* _What you will do_
Go line by line through the entries below and copy those containing the string "loose".

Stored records
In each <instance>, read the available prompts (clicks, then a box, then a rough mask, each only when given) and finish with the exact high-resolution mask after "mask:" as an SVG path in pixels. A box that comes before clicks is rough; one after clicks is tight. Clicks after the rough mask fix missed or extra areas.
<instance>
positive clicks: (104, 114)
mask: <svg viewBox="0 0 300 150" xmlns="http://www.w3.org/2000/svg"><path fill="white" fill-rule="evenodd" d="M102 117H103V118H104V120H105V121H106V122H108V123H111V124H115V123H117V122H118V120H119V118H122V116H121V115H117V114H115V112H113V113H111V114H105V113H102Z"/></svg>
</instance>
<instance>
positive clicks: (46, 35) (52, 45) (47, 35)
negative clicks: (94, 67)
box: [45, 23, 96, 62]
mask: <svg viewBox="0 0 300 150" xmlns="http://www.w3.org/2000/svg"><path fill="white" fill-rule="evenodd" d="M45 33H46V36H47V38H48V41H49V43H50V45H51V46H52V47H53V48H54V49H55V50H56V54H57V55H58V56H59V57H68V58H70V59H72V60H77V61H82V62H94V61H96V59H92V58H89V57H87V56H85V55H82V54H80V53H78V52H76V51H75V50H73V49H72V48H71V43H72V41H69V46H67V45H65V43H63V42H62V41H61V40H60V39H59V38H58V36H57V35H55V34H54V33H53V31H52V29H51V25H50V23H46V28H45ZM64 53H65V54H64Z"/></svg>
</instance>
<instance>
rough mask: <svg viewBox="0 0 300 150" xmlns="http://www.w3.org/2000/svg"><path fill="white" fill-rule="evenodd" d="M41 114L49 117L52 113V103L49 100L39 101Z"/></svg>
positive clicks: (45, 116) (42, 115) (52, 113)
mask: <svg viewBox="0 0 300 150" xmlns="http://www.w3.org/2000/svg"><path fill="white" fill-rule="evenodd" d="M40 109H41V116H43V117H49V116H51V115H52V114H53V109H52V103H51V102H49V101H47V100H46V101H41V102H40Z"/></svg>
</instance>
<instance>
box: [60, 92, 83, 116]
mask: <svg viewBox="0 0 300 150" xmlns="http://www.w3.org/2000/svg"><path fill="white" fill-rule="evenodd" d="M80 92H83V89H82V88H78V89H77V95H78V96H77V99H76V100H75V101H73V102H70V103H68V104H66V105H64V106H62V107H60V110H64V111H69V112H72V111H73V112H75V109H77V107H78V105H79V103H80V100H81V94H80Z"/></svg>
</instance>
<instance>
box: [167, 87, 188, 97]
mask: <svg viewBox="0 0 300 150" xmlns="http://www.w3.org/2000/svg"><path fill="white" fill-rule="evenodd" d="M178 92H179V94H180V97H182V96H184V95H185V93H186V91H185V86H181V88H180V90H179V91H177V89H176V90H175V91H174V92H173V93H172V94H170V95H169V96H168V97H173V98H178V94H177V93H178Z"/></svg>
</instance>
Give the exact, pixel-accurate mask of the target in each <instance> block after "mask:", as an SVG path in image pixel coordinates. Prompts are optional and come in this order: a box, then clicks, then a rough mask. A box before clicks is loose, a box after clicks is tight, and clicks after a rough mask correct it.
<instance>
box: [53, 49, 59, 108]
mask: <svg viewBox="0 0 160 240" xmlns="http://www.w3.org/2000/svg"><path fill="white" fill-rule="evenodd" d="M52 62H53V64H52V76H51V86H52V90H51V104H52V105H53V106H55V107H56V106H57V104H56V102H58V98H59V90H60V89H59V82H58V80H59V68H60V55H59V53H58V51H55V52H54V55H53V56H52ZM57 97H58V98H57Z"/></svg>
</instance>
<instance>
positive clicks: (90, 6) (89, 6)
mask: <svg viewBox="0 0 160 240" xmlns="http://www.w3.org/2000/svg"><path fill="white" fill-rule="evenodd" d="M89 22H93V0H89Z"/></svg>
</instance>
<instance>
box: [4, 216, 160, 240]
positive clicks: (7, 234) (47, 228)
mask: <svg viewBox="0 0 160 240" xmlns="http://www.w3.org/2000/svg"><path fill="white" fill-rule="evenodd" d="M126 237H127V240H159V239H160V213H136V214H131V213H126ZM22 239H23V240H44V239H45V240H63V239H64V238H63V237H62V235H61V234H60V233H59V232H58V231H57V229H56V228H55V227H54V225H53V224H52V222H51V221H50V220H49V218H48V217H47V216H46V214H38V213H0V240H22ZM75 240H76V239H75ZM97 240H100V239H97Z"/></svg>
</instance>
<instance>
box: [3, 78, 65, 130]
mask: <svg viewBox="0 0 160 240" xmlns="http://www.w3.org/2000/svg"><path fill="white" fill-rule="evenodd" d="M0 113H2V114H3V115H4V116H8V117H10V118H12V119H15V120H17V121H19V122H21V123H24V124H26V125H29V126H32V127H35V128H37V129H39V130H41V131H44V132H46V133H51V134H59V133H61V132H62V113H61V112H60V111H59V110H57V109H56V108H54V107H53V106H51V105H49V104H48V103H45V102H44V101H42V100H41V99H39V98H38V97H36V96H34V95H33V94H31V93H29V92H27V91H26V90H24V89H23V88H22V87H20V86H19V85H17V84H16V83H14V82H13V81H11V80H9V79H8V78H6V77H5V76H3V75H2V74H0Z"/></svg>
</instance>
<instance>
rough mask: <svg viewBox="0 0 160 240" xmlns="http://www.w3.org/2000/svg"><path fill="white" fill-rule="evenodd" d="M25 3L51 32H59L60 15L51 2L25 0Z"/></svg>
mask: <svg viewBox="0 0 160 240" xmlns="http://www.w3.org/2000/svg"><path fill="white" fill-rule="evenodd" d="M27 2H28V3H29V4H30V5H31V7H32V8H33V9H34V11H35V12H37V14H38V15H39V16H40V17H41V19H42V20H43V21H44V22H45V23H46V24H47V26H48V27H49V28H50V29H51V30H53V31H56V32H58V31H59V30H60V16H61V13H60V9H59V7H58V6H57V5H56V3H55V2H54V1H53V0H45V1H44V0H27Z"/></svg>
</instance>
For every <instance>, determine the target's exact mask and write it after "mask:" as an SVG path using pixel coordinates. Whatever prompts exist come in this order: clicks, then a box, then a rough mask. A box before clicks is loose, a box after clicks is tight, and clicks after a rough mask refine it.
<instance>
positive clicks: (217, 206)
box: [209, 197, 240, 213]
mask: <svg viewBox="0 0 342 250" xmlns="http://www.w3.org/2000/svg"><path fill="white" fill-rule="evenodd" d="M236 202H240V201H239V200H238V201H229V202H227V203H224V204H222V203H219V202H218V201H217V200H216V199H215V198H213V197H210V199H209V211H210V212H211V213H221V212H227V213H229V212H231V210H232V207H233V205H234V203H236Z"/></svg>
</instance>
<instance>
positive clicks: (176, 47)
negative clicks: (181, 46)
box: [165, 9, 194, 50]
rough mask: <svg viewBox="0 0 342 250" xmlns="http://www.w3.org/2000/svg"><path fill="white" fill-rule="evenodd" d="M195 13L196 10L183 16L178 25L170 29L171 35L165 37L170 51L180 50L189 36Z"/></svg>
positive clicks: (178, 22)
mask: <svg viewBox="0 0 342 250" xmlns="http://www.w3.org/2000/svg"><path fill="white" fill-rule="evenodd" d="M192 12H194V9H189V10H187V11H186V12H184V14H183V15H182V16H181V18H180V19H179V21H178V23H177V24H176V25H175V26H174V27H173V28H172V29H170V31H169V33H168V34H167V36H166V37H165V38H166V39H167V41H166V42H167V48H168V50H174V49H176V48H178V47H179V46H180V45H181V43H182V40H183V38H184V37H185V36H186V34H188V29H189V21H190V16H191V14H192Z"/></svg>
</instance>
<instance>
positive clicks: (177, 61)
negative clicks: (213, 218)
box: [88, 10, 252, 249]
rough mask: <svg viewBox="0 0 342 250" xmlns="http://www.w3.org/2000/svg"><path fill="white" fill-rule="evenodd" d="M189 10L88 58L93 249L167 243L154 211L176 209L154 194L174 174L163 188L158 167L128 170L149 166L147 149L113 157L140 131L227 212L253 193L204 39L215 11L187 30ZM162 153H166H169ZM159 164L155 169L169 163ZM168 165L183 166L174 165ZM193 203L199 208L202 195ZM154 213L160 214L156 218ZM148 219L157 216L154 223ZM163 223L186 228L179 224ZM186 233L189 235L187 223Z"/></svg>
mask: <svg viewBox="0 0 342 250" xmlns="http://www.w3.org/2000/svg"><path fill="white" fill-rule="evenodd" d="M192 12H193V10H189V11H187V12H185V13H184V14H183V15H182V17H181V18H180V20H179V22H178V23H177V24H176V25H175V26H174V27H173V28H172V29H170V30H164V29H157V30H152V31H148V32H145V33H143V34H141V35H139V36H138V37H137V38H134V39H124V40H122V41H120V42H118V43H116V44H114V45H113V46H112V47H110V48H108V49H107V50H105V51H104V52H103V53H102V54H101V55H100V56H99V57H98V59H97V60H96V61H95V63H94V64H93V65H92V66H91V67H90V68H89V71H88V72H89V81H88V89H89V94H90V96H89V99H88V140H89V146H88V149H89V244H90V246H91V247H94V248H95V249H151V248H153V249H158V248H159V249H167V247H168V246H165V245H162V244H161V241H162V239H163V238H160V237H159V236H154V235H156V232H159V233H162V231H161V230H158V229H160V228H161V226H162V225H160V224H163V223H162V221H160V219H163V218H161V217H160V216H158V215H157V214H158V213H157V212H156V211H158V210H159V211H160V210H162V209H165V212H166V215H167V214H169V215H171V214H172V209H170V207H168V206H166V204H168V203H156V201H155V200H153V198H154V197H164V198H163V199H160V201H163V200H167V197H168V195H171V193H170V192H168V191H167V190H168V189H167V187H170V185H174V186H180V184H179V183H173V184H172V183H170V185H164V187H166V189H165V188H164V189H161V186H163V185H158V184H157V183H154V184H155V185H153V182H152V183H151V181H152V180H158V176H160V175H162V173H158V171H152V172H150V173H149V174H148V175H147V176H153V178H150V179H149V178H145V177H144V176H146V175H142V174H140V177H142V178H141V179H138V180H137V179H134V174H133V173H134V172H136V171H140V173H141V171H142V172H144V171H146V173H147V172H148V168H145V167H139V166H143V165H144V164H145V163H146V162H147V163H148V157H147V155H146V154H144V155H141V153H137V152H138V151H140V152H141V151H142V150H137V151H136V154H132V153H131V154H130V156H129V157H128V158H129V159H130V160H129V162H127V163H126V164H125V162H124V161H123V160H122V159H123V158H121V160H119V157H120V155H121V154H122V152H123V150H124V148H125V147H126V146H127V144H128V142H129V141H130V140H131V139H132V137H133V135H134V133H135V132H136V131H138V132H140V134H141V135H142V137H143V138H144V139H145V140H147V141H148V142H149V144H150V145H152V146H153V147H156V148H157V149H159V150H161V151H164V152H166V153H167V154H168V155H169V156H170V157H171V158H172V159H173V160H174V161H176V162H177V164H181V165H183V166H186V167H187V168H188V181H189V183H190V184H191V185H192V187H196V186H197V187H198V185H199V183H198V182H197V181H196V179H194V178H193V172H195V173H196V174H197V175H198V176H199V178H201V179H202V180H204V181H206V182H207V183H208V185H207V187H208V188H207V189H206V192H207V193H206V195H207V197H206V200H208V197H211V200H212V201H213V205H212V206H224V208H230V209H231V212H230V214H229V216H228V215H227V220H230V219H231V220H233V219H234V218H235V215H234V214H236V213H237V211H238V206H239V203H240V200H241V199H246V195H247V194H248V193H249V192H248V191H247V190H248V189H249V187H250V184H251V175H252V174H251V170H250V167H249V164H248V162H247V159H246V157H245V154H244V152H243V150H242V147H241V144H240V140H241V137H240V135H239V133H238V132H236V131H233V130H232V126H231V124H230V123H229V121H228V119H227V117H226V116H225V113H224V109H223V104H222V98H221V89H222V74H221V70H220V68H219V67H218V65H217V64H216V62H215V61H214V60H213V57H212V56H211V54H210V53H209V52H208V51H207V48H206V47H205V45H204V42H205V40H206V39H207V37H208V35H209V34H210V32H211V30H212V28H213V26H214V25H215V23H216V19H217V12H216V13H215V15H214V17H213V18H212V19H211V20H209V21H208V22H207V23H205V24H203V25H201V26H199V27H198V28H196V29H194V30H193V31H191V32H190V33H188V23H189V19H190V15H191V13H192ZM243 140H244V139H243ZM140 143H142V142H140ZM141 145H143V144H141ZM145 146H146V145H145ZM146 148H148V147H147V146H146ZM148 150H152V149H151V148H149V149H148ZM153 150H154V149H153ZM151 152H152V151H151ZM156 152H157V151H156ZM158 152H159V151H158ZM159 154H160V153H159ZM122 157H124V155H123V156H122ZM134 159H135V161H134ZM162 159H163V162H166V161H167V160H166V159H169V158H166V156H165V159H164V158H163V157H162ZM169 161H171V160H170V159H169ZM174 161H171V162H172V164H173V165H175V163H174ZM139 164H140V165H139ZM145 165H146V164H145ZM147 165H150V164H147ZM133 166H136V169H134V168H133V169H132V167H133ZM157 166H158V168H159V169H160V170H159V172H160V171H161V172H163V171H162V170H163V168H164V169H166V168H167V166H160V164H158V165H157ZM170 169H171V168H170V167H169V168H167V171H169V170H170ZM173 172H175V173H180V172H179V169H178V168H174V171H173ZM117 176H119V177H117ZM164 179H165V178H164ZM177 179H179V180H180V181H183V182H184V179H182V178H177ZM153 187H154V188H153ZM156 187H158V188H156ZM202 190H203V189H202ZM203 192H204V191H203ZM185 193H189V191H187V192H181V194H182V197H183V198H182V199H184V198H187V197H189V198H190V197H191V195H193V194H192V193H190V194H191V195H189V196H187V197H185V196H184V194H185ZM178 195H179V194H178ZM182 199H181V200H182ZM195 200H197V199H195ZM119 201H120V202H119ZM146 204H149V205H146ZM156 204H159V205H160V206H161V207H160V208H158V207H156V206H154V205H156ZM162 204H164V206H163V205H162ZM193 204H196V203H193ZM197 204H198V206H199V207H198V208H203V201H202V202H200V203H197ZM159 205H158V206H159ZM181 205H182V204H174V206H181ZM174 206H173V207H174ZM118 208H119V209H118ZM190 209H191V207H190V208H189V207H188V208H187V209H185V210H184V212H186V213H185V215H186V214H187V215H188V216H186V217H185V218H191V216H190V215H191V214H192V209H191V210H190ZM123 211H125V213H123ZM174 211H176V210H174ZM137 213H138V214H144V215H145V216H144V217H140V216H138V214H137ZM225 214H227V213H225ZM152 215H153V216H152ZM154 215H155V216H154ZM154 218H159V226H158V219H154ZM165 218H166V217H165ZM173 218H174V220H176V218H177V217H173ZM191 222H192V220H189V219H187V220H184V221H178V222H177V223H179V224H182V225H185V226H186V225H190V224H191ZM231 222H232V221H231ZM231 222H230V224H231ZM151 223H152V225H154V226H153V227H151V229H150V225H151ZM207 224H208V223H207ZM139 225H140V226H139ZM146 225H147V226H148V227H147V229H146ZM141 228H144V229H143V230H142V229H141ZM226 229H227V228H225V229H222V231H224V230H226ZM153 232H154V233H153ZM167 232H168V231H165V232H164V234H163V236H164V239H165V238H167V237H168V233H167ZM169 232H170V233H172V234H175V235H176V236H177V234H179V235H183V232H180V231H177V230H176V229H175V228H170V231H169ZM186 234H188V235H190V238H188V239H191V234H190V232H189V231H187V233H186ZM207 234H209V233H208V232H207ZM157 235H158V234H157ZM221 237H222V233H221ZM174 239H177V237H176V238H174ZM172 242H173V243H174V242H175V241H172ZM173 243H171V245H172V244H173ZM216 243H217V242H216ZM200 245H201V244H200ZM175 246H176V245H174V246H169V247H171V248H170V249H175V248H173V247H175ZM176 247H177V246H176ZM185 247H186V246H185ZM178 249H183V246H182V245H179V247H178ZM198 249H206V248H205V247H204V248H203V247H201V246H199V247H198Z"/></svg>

* _Reply_
Give the exact, pixel-accurate mask of the target in each <instance> block after "mask:", as an SVG path in image pixel coordinates. Prompts are optional and come in this order: a box, then clicks, then a rough mask. A box before clicks is loose, a box after clicks is tight, and clicks after a rough mask correct it.
For every <instance>, determine the target's exact mask and write it after "mask:" as an SVG path using pixel coordinates. Whatever prompts exist come in this order: clicks, then a box, then a rough mask. A box before clicks is loose, a box after clicks is tight, and clicks after a rough mask refine it.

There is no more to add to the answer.